TASK GOAL
Your task is to transcribe each record exactly and to omit every image.

[Opening DATA FOR REVIEW section]

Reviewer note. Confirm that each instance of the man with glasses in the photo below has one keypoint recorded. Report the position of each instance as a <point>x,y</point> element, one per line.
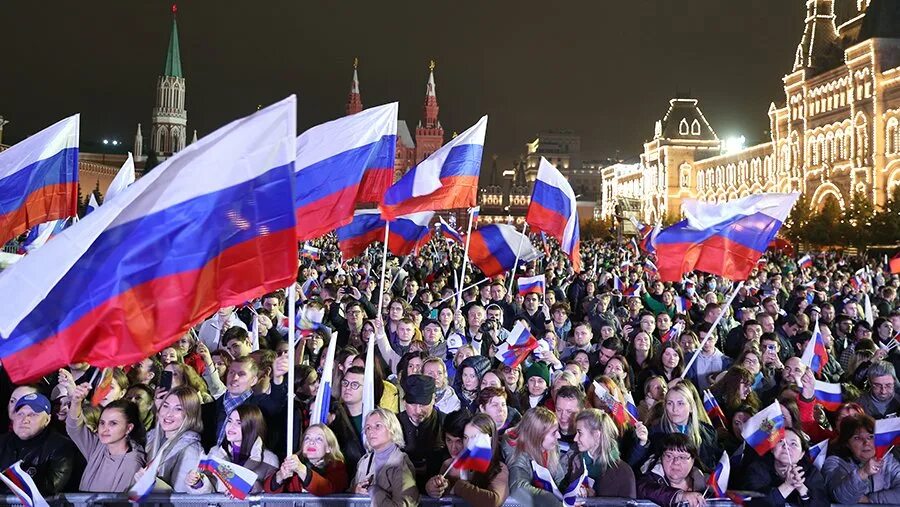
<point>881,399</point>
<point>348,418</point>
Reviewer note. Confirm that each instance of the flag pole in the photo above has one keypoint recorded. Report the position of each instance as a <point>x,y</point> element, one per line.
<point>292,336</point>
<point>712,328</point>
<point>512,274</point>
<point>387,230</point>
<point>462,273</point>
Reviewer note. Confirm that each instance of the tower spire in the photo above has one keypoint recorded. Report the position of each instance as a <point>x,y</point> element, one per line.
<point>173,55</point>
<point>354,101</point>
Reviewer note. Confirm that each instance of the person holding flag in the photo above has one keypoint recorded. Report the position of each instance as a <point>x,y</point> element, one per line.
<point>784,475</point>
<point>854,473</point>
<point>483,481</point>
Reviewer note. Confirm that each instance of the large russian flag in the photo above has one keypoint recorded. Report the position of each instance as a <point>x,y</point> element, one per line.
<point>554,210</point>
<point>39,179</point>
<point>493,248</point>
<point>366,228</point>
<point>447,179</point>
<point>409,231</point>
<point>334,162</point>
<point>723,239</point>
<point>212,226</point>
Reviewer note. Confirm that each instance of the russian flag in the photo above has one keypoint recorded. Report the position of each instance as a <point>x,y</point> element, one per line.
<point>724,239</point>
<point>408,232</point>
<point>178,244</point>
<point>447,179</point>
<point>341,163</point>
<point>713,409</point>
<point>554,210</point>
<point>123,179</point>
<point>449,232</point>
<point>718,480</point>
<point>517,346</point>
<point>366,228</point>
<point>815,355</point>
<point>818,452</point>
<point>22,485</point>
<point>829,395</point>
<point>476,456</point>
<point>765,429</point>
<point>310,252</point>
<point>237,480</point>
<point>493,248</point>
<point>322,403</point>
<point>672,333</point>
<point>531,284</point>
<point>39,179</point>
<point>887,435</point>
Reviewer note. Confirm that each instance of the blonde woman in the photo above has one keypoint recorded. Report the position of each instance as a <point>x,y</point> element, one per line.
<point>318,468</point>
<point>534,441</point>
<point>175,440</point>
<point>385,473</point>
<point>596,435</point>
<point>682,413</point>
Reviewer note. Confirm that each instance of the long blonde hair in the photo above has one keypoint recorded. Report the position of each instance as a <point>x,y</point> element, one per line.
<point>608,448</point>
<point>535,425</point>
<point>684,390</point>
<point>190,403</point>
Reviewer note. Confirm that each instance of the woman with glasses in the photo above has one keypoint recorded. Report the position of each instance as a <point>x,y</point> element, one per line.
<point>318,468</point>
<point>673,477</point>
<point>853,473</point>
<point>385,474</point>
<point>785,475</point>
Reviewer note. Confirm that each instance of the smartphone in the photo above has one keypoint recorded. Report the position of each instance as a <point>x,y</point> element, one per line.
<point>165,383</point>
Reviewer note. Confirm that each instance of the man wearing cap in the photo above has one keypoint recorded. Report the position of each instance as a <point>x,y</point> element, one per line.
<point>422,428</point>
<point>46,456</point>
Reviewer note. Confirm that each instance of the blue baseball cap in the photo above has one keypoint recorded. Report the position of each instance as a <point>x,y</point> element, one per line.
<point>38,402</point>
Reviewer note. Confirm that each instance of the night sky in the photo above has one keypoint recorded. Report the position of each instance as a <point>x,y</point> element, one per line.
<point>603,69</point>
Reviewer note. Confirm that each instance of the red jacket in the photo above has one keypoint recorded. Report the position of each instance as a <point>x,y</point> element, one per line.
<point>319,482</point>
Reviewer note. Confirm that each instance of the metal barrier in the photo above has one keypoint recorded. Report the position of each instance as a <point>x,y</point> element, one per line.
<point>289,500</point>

[Closing DATA FOR REVIEW section]

RESPONSE BOX
Reviewer note. Confirm that each instance of the man with glasses in the photo below has one keypoint recorded. Report the position of each instance as a <point>x,y</point> element, one per line.
<point>881,399</point>
<point>348,418</point>
Reviewer note. Confirm that each instance of the flag pole in the photo above has one keypoint recorded. Report the position of each instance as a <point>x,y</point> element, one per line.
<point>292,336</point>
<point>712,328</point>
<point>512,274</point>
<point>387,230</point>
<point>462,273</point>
Reviewer note. Confirm that each instance of the tower spire in the photo above has one keypoint recorded. Report the position of each instance as a <point>x,y</point> element, one per line.
<point>173,55</point>
<point>354,101</point>
Reviewer note. Confirm that each instance of the person holding flag in the photo above has one keypoint recorded. Report the position of each instance as a <point>x,y</point> element, one per line.
<point>784,475</point>
<point>854,473</point>
<point>483,481</point>
Reviewer note. Confirm that each instance of the large russian flag in the photo above has one keypoint recorded. Report the position of each instance as a <point>x,y</point> element, one per line.
<point>554,210</point>
<point>39,179</point>
<point>493,248</point>
<point>366,228</point>
<point>447,179</point>
<point>409,231</point>
<point>334,162</point>
<point>723,239</point>
<point>212,226</point>
Reviewer note. Confirm that each instance of the russian flag in the photo above has one keypoint recorded. Report the position of each instance as a <point>x,y</point> element, one per line.
<point>724,239</point>
<point>408,232</point>
<point>178,244</point>
<point>447,179</point>
<point>341,163</point>
<point>713,409</point>
<point>554,210</point>
<point>123,179</point>
<point>449,232</point>
<point>718,480</point>
<point>517,346</point>
<point>366,228</point>
<point>815,355</point>
<point>818,452</point>
<point>22,485</point>
<point>829,395</point>
<point>476,456</point>
<point>765,429</point>
<point>310,252</point>
<point>237,480</point>
<point>493,248</point>
<point>322,403</point>
<point>672,333</point>
<point>531,284</point>
<point>39,179</point>
<point>887,435</point>
Reviewer note. Confirm that each instance of the blonde woman in the photo above has one keypoint recorded. Report the position of each instance as a <point>x,y</point> element, one per line.
<point>318,468</point>
<point>534,441</point>
<point>175,440</point>
<point>385,473</point>
<point>596,435</point>
<point>682,413</point>
Reviewer note. Confirm that each instance of the long blonde hair in the photo above has one keypoint recorded. Report the position of each instance as a <point>x,y</point> element, one per line.
<point>608,448</point>
<point>535,425</point>
<point>684,390</point>
<point>190,403</point>
Reviewer note. Confirm that each instance of the woman with glasses in the photo above has one keypoint recorded. Report the position of each instance as a <point>x,y</point> element, one per line.
<point>318,468</point>
<point>673,477</point>
<point>853,473</point>
<point>385,474</point>
<point>785,475</point>
Reviewer note. Confirm that each instance of the smartphone in the photo above has one keypoint recorded. Report the position of each instance as a <point>x,y</point> element, one per line.
<point>165,383</point>
Reviewer note. Confirm that each instance of the man wearing cap in the photo above has one keypoint recorded. Report the position of each instance as a <point>x,y</point> element, one per line.
<point>422,428</point>
<point>46,456</point>
Reviewer note. Confirm that each instance of the blue baseball cap in the photo above has one keypoint recorded. Report the position of each instance as a <point>x,y</point> element, one per line.
<point>38,402</point>
Reviewer note. Confirm that each instance of the night sky in the photo above has one keypoint recorded. Report the position of each instance as a <point>x,y</point> element, one per line.
<point>603,69</point>
Reviewer note. Confirm that each instance of the red jacket in the photo above has one keypoint recorded. Report the position of each instance as a <point>x,y</point> element, one per line.
<point>319,482</point>
Reviewer note. Confirm that each instance of the metal barrier in the photo above has one keypoint recorded. Report the position of each instance as a <point>x,y</point> element, one per line.
<point>289,500</point>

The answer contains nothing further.